## Exercise task
Please count the lines of the data below that contain the string "brush", matching case exactly, and give only that number.

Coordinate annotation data
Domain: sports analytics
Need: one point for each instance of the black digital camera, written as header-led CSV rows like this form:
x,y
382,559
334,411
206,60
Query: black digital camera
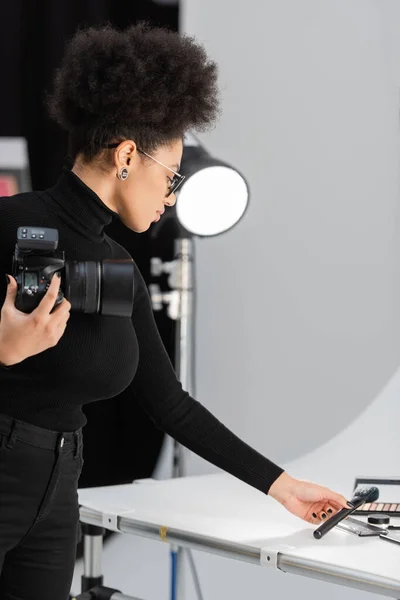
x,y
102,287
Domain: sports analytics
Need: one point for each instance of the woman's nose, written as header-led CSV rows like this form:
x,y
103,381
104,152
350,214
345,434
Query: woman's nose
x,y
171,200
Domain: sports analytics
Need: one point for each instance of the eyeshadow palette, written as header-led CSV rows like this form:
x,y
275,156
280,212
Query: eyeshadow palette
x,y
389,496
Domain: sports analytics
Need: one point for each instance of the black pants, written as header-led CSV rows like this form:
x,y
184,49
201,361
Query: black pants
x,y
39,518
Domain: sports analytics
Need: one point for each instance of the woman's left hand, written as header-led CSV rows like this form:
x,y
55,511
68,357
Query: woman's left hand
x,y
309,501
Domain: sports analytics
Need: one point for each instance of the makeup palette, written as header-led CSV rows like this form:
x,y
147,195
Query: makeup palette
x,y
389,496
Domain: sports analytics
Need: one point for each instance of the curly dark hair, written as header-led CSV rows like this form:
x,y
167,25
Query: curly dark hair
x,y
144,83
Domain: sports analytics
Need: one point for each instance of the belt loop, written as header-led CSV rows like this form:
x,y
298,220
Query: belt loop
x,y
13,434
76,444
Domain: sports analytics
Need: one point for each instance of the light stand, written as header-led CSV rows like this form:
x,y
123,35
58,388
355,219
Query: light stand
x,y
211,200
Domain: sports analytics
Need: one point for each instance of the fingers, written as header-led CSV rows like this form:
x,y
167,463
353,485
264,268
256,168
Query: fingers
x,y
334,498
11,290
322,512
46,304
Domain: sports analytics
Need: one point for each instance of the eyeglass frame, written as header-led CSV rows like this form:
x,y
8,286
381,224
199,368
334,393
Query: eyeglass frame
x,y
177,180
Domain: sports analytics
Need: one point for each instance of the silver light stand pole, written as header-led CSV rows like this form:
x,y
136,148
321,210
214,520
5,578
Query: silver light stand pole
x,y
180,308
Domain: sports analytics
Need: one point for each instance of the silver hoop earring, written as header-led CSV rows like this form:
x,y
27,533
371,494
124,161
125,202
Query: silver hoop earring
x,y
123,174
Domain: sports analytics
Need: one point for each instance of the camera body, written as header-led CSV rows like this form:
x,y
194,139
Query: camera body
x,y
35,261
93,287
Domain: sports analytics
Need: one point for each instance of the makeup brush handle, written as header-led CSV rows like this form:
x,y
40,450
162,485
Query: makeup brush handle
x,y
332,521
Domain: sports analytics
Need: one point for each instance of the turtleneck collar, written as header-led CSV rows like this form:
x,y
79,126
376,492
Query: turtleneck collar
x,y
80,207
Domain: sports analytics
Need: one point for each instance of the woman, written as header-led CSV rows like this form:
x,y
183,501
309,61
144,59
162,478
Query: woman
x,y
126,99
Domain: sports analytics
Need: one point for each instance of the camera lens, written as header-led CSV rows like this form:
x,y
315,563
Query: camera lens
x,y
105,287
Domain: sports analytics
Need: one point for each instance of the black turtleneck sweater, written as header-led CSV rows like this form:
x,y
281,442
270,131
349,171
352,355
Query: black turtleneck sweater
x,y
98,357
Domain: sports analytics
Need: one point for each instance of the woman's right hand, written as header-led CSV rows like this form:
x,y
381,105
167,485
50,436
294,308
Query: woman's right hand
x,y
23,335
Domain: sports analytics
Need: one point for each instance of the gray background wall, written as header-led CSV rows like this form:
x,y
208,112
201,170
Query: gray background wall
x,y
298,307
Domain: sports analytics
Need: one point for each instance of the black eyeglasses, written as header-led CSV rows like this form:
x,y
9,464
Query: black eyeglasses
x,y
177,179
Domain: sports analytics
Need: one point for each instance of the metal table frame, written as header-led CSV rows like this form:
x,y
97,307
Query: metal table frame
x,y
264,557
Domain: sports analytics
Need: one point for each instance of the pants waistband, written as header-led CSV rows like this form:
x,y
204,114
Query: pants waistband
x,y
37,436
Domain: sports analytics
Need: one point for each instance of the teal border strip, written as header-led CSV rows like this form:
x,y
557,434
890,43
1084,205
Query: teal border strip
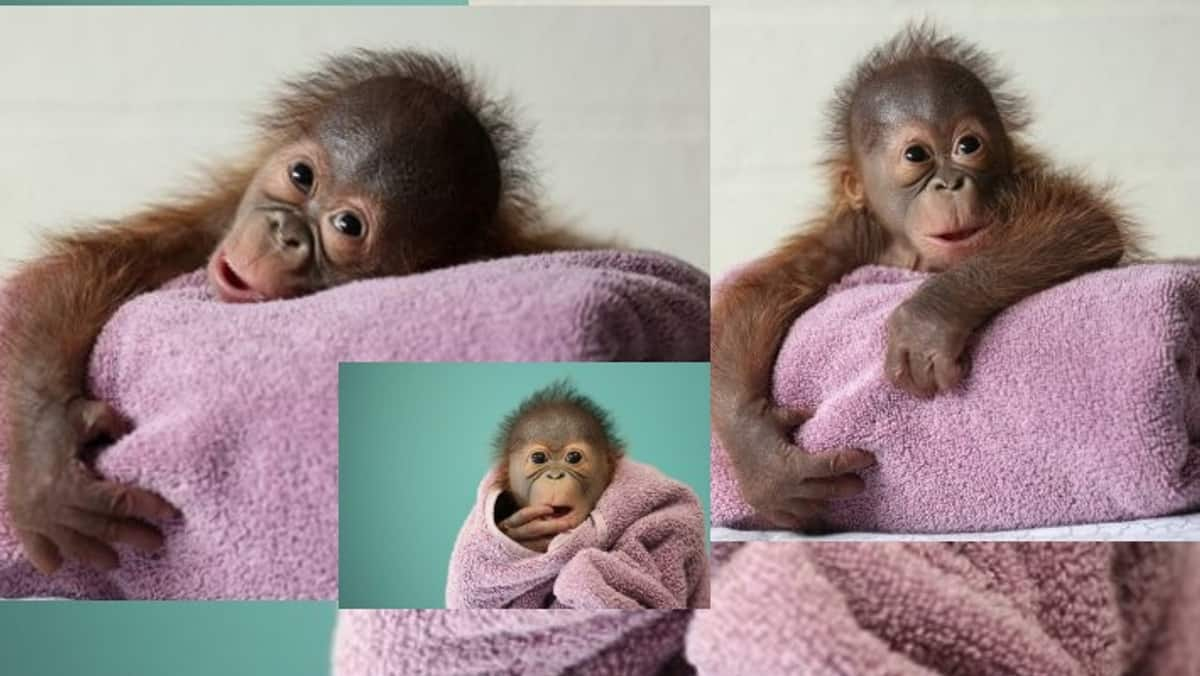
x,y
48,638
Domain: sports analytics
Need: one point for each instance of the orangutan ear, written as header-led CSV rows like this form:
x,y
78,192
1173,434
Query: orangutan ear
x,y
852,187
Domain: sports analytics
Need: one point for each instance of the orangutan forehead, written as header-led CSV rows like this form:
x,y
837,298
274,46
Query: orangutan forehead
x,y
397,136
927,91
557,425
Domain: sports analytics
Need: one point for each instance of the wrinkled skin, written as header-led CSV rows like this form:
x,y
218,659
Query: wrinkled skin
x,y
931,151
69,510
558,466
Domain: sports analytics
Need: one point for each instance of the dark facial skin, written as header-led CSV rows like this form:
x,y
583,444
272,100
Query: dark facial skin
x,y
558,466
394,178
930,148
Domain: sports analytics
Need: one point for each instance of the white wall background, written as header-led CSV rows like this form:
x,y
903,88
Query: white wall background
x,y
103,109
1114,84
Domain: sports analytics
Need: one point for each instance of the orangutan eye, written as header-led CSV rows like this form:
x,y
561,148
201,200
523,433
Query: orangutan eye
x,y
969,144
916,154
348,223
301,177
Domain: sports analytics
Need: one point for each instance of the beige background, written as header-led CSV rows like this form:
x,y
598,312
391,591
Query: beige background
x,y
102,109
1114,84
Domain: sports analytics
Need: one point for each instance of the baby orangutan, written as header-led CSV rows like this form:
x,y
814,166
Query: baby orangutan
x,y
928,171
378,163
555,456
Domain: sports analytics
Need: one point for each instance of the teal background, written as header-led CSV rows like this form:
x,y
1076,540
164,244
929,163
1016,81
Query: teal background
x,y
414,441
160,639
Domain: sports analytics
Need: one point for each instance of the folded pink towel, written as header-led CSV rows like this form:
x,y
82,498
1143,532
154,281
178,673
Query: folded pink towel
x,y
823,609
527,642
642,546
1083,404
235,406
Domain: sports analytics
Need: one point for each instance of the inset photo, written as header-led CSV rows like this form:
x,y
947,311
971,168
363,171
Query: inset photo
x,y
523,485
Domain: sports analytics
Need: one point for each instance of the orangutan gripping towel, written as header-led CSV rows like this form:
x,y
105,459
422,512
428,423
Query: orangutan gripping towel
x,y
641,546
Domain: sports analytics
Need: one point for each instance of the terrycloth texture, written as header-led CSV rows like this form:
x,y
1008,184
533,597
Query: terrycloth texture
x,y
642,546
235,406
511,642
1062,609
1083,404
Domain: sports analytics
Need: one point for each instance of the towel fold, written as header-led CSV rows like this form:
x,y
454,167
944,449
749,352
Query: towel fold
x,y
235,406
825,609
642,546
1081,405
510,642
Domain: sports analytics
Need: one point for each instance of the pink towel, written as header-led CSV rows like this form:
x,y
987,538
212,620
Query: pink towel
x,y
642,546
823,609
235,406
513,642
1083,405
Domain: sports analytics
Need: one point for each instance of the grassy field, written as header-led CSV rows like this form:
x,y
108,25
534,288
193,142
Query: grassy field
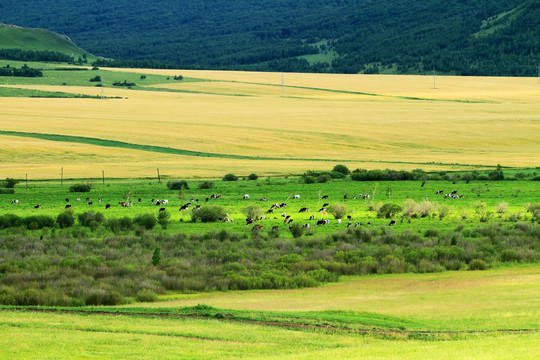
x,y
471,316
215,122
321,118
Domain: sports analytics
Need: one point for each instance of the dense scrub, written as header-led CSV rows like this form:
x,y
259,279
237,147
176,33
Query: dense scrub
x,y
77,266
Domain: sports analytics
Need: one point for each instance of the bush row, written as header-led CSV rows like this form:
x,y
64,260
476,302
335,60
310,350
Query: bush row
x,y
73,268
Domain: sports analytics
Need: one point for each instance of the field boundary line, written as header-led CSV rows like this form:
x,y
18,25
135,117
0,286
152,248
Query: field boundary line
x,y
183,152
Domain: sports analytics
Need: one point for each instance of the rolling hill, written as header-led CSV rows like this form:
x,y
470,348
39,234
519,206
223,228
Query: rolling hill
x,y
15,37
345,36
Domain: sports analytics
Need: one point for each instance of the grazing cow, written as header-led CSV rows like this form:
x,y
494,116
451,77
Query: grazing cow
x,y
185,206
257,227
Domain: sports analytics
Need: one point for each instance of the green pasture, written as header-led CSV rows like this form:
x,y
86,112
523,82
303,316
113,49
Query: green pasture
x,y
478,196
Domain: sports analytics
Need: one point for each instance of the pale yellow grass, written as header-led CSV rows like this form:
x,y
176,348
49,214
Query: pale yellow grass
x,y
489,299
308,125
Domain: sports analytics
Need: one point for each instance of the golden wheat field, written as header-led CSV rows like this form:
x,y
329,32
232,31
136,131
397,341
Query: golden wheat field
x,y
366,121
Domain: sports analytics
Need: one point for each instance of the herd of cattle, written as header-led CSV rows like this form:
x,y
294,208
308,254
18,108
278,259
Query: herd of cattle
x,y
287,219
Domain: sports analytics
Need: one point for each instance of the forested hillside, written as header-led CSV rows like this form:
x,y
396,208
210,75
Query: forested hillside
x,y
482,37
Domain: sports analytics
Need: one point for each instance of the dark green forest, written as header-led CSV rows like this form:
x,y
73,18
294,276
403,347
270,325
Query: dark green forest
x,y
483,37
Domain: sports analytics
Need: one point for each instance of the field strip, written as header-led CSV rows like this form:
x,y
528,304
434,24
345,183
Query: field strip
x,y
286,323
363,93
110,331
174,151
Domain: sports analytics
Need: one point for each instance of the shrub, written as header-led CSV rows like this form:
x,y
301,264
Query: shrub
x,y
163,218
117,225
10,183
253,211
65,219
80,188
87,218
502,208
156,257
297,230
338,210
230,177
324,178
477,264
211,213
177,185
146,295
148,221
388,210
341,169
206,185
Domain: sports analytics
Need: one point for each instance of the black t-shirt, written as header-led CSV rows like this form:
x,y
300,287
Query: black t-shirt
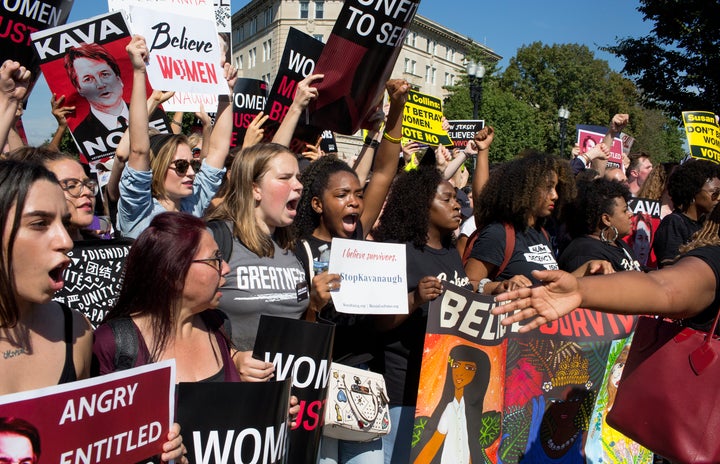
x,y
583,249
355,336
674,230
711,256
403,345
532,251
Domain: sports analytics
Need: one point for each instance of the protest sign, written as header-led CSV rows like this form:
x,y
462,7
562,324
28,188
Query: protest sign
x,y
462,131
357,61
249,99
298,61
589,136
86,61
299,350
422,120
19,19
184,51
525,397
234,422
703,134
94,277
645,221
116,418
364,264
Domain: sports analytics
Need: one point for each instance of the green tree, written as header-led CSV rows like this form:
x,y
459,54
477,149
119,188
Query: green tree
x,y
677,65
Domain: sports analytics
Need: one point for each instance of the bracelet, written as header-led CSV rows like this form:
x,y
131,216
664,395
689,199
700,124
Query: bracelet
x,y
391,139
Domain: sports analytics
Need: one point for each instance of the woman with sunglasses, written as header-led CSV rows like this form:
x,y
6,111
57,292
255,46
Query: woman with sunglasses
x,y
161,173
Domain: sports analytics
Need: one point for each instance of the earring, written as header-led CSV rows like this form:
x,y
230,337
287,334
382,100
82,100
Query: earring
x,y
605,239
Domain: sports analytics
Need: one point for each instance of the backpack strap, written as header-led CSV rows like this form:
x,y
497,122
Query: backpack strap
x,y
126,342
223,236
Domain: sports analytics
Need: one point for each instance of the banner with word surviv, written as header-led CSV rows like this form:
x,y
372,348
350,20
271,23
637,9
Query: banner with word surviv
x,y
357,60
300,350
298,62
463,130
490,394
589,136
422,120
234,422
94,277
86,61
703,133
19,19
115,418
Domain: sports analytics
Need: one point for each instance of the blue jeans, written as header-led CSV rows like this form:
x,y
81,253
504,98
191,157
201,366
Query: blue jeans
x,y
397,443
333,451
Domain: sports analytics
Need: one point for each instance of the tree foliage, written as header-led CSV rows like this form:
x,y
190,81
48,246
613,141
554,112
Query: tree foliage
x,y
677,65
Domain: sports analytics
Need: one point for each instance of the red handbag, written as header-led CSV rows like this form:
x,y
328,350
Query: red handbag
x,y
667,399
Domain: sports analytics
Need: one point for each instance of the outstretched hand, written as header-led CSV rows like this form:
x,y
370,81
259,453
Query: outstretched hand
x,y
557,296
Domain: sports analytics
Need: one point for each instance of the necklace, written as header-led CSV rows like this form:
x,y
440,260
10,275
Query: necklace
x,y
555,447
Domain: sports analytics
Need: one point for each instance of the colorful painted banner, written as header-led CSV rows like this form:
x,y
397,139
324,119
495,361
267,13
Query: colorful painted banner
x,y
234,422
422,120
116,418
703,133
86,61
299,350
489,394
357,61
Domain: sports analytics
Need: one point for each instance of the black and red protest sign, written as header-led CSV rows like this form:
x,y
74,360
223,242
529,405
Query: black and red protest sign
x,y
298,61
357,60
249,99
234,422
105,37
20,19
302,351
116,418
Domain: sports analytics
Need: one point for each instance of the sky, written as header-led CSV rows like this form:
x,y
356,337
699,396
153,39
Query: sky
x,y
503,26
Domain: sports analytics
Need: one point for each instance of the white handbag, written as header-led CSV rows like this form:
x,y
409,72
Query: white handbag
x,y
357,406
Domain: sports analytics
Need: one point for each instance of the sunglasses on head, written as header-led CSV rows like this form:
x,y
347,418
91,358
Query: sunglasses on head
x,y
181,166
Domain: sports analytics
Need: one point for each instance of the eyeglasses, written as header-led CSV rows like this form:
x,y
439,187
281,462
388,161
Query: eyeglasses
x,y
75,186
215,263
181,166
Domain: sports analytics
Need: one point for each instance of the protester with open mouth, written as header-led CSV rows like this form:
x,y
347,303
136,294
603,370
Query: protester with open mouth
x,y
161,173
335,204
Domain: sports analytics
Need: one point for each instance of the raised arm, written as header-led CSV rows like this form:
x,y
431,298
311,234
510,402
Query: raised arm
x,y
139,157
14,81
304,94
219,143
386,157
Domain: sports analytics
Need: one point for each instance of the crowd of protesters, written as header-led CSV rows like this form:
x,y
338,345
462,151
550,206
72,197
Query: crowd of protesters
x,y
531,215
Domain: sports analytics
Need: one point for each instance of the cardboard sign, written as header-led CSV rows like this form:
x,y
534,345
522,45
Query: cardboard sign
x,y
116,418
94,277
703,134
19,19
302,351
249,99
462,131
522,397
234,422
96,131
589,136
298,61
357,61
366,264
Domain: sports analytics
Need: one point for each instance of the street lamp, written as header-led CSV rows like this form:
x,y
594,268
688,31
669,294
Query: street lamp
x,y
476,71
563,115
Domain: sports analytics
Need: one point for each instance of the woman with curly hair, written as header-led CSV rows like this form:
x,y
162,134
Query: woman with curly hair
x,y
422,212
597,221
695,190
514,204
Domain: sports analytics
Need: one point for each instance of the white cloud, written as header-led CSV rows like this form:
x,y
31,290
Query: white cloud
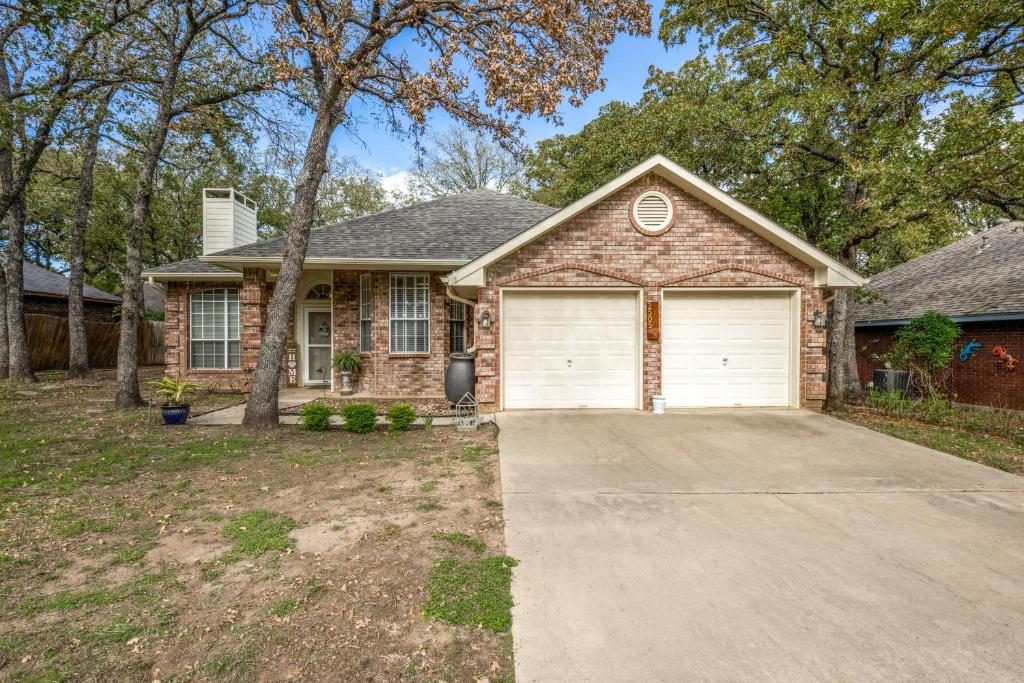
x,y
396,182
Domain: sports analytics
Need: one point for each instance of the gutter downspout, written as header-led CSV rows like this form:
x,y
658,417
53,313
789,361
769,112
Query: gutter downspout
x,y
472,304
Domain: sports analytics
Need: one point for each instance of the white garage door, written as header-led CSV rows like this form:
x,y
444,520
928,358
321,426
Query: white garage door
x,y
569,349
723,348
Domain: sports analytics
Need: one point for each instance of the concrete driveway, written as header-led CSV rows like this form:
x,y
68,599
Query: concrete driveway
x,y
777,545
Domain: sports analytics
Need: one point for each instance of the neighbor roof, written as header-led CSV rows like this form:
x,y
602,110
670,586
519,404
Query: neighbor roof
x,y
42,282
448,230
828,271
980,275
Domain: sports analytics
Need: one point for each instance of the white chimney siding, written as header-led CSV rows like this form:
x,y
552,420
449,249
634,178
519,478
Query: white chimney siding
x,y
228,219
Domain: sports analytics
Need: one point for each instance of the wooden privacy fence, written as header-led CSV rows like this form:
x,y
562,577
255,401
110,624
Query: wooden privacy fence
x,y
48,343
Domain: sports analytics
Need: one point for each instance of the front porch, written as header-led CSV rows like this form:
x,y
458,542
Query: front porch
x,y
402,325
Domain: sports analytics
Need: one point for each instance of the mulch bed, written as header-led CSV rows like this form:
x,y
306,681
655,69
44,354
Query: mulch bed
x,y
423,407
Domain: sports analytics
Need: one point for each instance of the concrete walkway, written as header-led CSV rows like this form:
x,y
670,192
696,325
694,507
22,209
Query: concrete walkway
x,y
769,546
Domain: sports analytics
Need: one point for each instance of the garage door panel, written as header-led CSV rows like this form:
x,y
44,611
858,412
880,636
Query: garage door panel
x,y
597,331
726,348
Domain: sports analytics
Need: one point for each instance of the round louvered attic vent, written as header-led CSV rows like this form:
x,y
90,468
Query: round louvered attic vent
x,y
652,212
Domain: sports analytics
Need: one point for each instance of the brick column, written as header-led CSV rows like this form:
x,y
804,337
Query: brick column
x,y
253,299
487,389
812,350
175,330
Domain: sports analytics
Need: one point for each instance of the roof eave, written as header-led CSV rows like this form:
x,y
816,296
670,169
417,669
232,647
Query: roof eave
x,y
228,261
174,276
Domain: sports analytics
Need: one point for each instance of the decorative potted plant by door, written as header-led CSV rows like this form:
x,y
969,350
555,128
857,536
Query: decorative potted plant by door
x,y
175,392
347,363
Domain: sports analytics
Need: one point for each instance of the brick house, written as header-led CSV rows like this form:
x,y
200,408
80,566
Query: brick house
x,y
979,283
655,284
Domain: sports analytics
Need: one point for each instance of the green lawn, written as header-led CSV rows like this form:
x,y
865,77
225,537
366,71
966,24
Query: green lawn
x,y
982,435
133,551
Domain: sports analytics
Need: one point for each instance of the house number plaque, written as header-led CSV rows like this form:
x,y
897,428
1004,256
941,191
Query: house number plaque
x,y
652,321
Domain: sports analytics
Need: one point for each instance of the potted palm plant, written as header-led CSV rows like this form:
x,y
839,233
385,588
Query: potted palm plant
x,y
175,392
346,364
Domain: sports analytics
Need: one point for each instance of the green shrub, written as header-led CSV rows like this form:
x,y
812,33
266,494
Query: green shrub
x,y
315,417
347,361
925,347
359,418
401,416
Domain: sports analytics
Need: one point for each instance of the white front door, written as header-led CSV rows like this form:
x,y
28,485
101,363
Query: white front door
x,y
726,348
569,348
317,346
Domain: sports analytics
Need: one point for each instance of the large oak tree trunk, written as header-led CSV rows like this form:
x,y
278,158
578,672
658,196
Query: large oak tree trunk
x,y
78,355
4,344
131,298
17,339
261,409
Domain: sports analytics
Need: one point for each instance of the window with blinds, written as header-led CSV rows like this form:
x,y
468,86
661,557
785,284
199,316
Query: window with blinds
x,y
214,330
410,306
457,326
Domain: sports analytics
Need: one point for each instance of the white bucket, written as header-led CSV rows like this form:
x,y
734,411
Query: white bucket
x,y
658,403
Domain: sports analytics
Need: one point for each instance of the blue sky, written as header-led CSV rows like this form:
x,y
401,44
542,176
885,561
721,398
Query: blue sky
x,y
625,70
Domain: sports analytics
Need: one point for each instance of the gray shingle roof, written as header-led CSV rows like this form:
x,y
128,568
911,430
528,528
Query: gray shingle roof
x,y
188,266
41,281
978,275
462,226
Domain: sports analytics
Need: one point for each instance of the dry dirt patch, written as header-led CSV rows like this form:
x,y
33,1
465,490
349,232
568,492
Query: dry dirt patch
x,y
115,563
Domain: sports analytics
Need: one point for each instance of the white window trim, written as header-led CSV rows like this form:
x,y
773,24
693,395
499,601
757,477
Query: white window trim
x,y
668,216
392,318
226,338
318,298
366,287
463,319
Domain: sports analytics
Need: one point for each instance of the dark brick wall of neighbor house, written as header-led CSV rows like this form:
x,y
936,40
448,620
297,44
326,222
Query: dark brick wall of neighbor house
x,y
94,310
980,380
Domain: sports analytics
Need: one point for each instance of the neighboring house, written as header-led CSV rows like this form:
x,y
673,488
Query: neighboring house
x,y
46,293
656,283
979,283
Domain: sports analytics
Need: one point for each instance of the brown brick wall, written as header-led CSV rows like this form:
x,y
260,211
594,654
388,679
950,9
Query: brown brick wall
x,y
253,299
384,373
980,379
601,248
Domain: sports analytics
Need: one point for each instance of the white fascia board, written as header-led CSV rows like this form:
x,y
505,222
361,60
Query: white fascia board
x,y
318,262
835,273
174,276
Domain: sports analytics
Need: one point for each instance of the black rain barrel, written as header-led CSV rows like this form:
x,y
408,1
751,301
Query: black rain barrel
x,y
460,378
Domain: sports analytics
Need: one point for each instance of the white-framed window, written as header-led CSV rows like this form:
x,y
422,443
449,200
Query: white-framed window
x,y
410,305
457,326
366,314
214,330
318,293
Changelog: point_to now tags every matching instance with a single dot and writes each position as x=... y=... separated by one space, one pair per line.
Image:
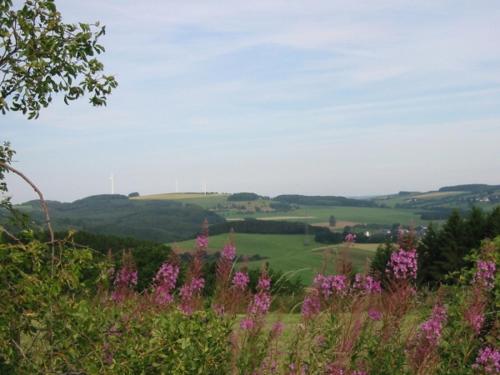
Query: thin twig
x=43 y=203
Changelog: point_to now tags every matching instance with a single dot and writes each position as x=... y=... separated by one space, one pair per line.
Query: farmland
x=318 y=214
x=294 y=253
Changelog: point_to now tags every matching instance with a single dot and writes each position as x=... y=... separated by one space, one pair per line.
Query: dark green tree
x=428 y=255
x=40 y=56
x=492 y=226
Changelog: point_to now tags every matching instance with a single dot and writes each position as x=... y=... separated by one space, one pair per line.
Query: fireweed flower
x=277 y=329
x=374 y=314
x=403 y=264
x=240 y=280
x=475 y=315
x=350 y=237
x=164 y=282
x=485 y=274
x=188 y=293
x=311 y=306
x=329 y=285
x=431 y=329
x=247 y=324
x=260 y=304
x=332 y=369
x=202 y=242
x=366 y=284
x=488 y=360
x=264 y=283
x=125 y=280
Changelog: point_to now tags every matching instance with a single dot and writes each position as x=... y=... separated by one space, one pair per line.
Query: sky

## Response below
2